WRITTEN INSTRUCTION ▸
Please scale the bounding-box coordinates by 1.25 in the lines below, from the line containing "Cam-trap alert: motion was detected. Identify bare" down to the line containing "20, 139, 112, 248", both included, and reproduce only those lines in full, requests too. Round each scaled coordinate to a whole number, with halves going up.
※ ※ ※
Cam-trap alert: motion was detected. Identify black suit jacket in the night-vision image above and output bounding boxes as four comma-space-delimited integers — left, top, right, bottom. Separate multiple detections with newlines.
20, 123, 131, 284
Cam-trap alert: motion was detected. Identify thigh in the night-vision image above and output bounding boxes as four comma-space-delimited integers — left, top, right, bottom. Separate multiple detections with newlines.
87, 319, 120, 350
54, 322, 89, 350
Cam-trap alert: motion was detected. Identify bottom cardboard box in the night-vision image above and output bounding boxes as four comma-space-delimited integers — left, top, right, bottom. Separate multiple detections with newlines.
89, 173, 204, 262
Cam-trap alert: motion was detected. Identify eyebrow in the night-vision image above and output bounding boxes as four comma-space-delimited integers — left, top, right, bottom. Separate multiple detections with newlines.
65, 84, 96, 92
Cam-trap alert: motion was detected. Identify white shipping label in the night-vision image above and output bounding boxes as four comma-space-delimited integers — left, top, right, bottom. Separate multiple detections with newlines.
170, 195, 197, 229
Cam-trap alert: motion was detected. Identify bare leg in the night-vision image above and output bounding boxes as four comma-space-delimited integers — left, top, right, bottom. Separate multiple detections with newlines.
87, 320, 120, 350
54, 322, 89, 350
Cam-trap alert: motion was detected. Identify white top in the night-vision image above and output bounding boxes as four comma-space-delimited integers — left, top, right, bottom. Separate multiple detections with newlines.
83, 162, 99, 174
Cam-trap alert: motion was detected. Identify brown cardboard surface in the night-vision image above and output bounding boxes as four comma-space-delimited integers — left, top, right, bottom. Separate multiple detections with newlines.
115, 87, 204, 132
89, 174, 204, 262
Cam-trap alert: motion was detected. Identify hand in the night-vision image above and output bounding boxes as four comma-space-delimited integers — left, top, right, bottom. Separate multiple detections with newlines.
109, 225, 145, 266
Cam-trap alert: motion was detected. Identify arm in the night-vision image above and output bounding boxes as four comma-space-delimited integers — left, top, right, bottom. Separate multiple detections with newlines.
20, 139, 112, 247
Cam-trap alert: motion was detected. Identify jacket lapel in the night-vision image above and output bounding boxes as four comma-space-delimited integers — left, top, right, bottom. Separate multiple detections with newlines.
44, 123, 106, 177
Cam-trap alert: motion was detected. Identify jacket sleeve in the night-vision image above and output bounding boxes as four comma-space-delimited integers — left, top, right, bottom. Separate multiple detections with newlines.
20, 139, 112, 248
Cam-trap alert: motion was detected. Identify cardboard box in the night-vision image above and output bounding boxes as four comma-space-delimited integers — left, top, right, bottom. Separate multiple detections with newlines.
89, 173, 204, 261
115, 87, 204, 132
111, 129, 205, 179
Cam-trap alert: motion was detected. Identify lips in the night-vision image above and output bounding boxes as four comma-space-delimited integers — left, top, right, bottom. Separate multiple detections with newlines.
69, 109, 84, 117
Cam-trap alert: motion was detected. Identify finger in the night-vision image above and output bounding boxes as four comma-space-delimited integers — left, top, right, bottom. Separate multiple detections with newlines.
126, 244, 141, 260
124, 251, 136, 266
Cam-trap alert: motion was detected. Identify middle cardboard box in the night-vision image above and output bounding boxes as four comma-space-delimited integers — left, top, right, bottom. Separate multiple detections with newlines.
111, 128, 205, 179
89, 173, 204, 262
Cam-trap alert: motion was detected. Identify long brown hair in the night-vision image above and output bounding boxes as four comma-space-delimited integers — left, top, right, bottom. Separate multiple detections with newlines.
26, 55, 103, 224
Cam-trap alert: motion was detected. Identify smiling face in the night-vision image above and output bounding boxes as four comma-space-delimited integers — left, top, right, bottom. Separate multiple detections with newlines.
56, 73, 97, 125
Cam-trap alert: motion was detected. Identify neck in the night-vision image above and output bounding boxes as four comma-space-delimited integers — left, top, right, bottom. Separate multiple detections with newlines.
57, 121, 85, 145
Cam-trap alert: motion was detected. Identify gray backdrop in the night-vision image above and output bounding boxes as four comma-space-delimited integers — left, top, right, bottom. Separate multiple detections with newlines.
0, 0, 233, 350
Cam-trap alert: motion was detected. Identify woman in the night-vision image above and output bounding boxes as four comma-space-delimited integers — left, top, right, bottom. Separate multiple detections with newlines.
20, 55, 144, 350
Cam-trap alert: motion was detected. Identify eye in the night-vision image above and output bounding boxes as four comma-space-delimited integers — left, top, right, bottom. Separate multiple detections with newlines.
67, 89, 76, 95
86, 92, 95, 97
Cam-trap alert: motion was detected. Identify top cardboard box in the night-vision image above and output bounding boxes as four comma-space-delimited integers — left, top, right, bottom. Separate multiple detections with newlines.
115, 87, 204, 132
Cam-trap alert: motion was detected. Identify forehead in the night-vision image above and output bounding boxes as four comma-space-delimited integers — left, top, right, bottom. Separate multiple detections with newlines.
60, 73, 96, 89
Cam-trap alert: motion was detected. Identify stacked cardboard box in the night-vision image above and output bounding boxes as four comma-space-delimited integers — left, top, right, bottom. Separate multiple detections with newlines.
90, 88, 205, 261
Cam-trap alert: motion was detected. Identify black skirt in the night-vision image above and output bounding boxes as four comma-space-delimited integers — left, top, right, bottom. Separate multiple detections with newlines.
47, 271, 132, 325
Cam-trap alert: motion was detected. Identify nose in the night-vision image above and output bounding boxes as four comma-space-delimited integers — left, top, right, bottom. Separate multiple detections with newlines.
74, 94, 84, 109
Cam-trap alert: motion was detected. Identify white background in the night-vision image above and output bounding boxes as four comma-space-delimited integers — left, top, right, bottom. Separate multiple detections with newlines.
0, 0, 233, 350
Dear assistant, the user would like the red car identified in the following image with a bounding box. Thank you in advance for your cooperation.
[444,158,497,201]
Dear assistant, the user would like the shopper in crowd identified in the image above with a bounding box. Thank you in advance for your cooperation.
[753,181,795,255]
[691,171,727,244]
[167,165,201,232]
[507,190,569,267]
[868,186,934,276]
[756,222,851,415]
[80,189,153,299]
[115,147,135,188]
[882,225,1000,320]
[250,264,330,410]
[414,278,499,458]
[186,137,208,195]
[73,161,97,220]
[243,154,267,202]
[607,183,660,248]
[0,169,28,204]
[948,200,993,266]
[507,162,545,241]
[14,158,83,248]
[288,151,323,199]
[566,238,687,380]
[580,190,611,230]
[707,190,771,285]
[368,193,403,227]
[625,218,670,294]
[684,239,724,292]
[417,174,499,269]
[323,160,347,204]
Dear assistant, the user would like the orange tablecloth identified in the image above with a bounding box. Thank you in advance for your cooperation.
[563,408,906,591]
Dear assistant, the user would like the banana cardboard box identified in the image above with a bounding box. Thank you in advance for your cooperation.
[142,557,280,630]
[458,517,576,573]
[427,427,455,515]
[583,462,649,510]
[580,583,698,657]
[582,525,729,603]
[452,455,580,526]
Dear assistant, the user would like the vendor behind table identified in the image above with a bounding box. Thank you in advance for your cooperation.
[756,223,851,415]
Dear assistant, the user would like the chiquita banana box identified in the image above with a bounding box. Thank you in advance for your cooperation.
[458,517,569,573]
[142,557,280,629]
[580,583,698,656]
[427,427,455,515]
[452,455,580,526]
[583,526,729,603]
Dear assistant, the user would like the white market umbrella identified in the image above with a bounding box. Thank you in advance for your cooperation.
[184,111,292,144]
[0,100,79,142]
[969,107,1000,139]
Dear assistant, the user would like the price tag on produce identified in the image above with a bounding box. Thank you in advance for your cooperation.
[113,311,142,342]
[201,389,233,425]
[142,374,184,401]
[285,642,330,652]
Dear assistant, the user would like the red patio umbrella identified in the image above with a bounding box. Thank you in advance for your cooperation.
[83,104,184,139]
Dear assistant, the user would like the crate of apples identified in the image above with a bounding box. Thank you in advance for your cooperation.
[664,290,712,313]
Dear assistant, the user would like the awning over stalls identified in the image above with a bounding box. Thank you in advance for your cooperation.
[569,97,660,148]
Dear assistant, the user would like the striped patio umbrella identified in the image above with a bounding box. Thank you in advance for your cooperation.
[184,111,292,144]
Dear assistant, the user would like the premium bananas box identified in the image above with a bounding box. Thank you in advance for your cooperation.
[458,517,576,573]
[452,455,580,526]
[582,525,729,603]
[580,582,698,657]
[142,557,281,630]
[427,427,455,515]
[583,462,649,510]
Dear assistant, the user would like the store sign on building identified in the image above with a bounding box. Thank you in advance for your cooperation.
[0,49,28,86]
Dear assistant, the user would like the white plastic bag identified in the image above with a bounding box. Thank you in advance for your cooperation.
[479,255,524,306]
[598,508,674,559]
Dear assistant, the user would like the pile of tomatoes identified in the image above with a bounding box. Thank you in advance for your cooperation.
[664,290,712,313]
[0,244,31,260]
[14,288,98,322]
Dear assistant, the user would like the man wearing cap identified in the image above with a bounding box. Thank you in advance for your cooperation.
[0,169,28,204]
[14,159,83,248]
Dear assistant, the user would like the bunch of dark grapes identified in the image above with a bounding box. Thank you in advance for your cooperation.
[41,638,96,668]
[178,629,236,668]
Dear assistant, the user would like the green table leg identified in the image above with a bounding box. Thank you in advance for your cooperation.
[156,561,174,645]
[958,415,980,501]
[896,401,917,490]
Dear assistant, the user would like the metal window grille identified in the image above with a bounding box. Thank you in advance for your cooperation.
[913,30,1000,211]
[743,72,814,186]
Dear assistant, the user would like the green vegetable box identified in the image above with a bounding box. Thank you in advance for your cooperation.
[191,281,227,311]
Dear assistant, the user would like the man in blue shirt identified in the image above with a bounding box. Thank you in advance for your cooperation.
※ ※ ※
EXERCISE SOLUTION ▸
Cam-trap alert: motion was detected. Identify bare leg in the night-vision image above and output bounding boxes as four comma-space-delimited integers — left, top, right, bottom. Separate multiple detections with newlines.
109, 400, 150, 438
68, 403, 111, 438
Cam-trap alert: motion was detected. Identify white top in the night-vision image above and output bounding boxes as four comma-space-delimited integers — left, top, right, bottom. Separate multiple detections with newlines.
104, 203, 124, 218
Cam-trap alert: motion was detected. Identify brown cardboard surface in the night-vision image above and output bounding boxes as four comma-space-delimited integers — left, top, right, bottom. Separate multiple detections with newlines.
144, 109, 255, 165
111, 218, 255, 328
Cam-trap alert: motion was detected. Identify hand in the night-vision image above and output bounding boxes as four comma-space-delimited integers — left, top, right, bottom. Separate multiple detections with newlines.
136, 281, 181, 333
Cam-trap alert: motion was detected. Identify arm in the night-vision image above and output bounding boxes as four comma-space-delimited integers — left, top, right, bottom. Separate multiple detections with newlines.
25, 174, 140, 309
Cam-trap alert: motion was detected. Identify jacket lapel in the night-vision image above and output bounding boxes as four comma-space-delimited integers — left, top, right, bottom. Separate multiple detections with newlines.
55, 154, 133, 221
Cam-trap alert: motion was detected. Identify jacket sleeve in the night-vision image above and output bounding boxes as four comma-space-delimited integers — left, top, right, bottom. Separate multiple detections with newlines.
25, 174, 140, 310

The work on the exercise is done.